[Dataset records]

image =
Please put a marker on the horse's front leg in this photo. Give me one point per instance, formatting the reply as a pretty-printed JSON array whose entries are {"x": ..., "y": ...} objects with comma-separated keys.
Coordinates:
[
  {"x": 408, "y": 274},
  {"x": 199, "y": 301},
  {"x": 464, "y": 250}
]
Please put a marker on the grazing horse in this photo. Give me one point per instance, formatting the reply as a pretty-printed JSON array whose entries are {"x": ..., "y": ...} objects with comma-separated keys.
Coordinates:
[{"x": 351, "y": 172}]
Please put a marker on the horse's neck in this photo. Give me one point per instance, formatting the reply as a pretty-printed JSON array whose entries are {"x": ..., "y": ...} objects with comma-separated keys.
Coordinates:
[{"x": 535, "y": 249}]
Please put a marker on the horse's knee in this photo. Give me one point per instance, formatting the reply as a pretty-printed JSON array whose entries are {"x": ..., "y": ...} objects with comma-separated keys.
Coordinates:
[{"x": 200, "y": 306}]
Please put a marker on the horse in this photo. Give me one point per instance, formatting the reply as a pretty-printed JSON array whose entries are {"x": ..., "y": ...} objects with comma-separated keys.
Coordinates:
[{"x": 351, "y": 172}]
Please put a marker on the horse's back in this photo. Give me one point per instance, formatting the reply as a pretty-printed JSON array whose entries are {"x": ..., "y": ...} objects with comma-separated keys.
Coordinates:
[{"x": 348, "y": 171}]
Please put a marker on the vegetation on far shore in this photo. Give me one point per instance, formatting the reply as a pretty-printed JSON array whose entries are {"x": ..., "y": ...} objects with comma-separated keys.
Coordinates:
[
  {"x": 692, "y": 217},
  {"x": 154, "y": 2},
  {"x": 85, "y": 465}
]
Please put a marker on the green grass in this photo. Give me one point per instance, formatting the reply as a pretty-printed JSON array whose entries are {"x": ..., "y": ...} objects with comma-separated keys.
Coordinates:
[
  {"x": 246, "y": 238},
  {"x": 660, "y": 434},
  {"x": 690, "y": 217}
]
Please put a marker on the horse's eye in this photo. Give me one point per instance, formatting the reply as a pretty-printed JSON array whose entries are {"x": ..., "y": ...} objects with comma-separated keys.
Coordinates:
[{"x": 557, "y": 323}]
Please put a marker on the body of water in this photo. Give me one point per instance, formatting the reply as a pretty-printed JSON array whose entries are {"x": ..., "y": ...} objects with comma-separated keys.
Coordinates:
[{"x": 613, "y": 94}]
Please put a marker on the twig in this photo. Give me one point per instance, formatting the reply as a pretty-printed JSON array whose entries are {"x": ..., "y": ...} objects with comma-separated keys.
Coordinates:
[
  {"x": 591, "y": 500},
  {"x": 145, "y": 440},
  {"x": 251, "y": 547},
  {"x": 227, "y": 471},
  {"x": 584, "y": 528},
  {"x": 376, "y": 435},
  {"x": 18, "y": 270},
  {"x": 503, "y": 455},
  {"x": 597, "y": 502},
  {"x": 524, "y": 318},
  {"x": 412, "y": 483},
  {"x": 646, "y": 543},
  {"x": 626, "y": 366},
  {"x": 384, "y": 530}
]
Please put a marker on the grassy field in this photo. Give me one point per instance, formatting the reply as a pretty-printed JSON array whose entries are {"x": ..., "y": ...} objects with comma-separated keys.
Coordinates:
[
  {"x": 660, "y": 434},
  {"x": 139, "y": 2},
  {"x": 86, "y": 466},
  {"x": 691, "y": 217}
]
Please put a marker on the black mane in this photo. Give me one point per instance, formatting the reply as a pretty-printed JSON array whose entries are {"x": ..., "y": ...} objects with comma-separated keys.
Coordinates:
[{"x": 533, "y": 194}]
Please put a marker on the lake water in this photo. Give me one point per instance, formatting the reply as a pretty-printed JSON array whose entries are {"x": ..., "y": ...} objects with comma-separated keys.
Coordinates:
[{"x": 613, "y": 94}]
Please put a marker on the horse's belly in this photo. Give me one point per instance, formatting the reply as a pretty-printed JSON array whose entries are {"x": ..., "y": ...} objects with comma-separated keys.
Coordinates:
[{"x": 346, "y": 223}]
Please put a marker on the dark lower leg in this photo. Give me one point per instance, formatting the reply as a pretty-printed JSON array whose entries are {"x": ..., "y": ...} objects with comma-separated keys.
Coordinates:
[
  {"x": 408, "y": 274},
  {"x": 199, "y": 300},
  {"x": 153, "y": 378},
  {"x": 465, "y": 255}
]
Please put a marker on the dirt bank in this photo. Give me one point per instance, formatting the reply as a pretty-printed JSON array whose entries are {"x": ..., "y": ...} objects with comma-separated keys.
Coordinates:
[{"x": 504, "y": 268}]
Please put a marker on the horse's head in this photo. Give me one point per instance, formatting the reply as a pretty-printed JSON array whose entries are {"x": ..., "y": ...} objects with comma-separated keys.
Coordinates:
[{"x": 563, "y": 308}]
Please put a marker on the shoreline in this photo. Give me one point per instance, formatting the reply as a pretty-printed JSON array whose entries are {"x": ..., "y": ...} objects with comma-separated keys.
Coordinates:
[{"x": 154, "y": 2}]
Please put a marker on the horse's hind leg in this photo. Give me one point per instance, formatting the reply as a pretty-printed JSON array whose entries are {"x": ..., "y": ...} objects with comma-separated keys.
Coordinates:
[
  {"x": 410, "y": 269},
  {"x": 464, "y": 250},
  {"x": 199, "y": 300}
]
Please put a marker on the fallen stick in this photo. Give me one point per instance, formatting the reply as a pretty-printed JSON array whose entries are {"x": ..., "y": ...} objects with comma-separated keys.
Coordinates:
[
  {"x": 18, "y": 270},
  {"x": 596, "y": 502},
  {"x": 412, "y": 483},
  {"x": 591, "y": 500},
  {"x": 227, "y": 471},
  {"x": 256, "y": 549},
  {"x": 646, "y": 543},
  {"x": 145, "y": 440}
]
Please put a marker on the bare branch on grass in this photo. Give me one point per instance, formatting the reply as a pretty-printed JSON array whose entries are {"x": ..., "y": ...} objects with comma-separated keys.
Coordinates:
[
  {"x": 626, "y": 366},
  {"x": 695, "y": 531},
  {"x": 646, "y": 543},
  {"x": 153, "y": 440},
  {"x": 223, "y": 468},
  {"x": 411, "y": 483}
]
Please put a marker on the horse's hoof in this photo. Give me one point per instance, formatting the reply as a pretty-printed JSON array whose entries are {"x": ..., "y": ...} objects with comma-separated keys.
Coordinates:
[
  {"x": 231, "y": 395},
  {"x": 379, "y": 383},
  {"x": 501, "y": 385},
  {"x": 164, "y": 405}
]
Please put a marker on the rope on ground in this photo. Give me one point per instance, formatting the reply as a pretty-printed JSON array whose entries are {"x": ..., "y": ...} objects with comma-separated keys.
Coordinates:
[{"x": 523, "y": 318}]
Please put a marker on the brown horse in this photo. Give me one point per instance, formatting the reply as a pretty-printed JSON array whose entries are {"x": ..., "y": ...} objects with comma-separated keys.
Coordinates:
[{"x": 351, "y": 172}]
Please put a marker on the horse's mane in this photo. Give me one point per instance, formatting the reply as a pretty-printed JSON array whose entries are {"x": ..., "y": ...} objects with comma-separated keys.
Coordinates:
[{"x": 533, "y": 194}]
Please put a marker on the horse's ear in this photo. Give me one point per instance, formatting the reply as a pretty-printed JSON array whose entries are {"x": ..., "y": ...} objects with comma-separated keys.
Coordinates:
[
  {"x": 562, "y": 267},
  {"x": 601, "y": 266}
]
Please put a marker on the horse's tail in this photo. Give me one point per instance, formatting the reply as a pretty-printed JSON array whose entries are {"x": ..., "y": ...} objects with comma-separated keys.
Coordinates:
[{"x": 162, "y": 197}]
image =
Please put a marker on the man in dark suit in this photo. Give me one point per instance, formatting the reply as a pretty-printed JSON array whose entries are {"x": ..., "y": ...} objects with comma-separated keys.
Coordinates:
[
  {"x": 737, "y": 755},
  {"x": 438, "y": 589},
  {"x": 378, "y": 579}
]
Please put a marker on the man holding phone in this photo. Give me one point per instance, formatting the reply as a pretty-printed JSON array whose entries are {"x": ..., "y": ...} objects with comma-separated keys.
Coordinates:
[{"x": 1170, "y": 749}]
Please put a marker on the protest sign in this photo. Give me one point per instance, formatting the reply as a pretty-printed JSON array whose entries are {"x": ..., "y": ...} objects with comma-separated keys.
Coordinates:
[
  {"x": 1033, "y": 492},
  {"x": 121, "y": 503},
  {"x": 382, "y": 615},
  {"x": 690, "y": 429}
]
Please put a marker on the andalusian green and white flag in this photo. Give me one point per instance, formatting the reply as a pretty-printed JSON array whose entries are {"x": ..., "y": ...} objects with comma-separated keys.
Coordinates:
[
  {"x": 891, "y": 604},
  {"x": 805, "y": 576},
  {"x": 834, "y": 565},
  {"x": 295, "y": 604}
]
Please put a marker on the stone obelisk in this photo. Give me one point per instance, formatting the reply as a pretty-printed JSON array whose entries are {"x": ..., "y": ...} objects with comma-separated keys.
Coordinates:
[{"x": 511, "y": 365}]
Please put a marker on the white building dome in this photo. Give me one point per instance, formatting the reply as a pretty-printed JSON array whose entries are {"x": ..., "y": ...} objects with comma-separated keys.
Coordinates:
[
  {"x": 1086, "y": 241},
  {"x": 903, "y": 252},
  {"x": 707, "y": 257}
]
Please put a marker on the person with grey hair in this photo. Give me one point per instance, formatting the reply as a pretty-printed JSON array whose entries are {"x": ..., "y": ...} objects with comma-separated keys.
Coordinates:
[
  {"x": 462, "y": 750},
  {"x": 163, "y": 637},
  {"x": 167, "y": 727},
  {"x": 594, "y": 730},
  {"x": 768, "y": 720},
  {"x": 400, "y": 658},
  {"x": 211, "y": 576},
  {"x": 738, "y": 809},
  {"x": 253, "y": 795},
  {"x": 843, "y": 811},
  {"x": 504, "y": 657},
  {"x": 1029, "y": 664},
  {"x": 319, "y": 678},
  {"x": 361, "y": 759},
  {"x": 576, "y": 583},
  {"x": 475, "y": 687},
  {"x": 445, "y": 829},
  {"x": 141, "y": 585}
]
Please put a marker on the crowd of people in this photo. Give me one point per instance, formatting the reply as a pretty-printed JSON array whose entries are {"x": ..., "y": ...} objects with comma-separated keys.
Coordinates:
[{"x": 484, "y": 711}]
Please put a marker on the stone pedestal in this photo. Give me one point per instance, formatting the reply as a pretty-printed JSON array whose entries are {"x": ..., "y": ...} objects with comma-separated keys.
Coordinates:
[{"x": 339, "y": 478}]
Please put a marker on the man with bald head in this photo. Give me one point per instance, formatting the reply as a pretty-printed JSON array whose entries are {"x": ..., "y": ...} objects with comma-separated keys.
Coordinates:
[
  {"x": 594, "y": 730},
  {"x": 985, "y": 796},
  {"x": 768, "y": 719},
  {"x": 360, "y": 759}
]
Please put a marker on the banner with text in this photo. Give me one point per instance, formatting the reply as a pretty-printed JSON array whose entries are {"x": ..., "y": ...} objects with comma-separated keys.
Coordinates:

[REQUIRED WORK]
Your task is to output exactly the lines running from the one with "Please put a marker on the stone pedestal" through the final line of the material above, with both ends included.

[SOLUTION TO THE PROBLEM]
Please put a marker on the stone pedestal in this photo. Give me one point per instance, formatting the reply as a pretty-printed JSON array whose entries are {"x": ..., "y": ...} objects with comma-separated keys.
Coordinates:
[{"x": 339, "y": 478}]
Please put a marker on the man with bald head in this photo. Give me one point per instance, formatting the reply as a pretty-printed JSON array whose entries are {"x": ..., "y": ...} objects with comma-separated keys.
Coordinates:
[
  {"x": 594, "y": 730},
  {"x": 985, "y": 796},
  {"x": 768, "y": 719},
  {"x": 360, "y": 759}
]
Please put a marker on the banner with text in this photo. Give me one point per instance, formatting the reply as a pretty-printed JSON array whose entries are {"x": ..., "y": ...} objects with comma-separated keys.
Coordinates:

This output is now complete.